Source extract:

________________

While the rhetoric in the GOP platform echoes calls that Republican lawmakers have made for years, experts on civil-military relations said it was alarming for an official party platform to advocate for what could amount to a political purge.
"The Republican base has convinced themselves that this is a big problem, and they just don't have any evidence to show that it is a big problem," said Peter Feaver, a civil-military relations expert at Duke University who was a White House adviser to former President George W. Bush. "So, for it to be elevated all the way to the platform, that's a sign that somebody who hadn't really thought deeply about national security had access to the platform, or at least hadn't thought deeply about the actual composition of the American military."
The platform does not specify exactly who could be fired. Political appointees, such as the defense secretary and service secretaries, change every administration, so switching them out would be normal. But efforts to target civil servants -- which Trump has vowed to do broadly across the federal government[5] -- or uniformed military personnel could be both counterproductive and logistically unfeasible, Feaver said.

________________

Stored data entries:
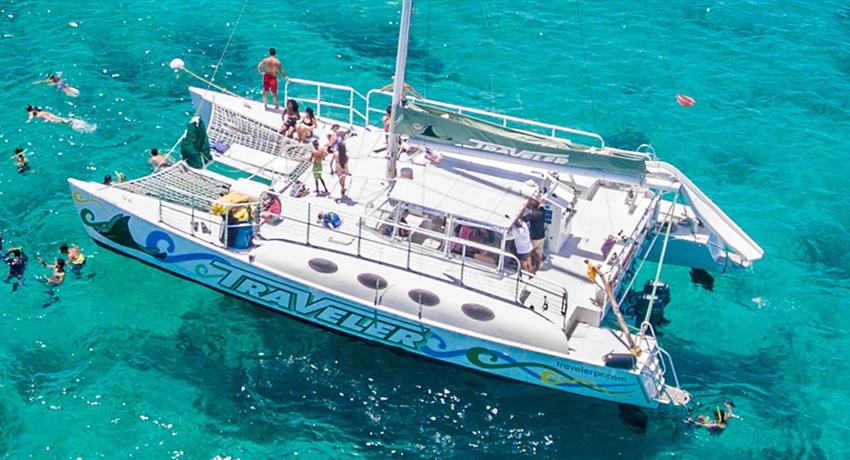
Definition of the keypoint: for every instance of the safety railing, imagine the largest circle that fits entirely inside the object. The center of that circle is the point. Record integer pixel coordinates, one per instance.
(354, 98)
(507, 121)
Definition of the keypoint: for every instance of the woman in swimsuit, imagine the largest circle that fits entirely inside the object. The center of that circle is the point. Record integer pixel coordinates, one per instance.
(341, 164)
(307, 125)
(35, 112)
(290, 118)
(56, 80)
(58, 275)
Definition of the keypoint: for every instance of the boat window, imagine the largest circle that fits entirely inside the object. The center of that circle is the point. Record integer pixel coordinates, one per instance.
(323, 265)
(423, 297)
(477, 311)
(372, 281)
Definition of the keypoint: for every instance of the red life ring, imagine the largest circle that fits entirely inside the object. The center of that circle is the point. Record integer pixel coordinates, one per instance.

________________

Questions:
1. According to the excerpt on the GOP platform, what does the platform not specify?
2. Extend the excerpt on the GOP platform and the military by continuing it from its final sentence.

Exercise answers:
1. It does not specify exactly who could be fired.

2.
"What would be the grounds for getting rid of them? It's not a violation of the [Uniform Code of Military Justice] to be left wing," he said. "This would be doing the exact thing they claim is the problem with woke. That is to say, this would be injecting a political rather than a merit-based standard."
Republicans have blamed wokeness for the military's ongoing struggles with recruiting[6] and the American public's declining trust[7] in the armed forces.
Pentagon officials and military officers have sought to push back on that narrative, arguing that recruiting is hurting because of factors including a strong job market and a low percentage of young Americans even being eligible to enlist. If wokeness is a factor in the recruiting slump or public trust in the military, officials add, it's because of politicians pushing a false narrative.
"We are a ready Army[8], not a 'woke' Army," Army Secretary Christine Wormuth told reporters last year[9]. "What I'm trying to talk about now is how that drip, drip, drip of criticism about a woke military is having some counterproductive effects on recruiting."
Diversity and inclusion efforts, many of which predate the Biden administration, are crucial to attracting a younger, more socially conscious generation, military officials add.
"What I will tell you is when people join our military, they want to look around and see somebody who looks like them. They want to be part of a team [and] feel like they're included," Gen. C.Q. Brown, chairman of the Joint Chiefs of Staff, told Defense One[10] in 2023 when he was chief of staff of the Air Force[11]. "They don't want to join something that they feel like you're put as an outcast."
But the Republican criticism has persisted.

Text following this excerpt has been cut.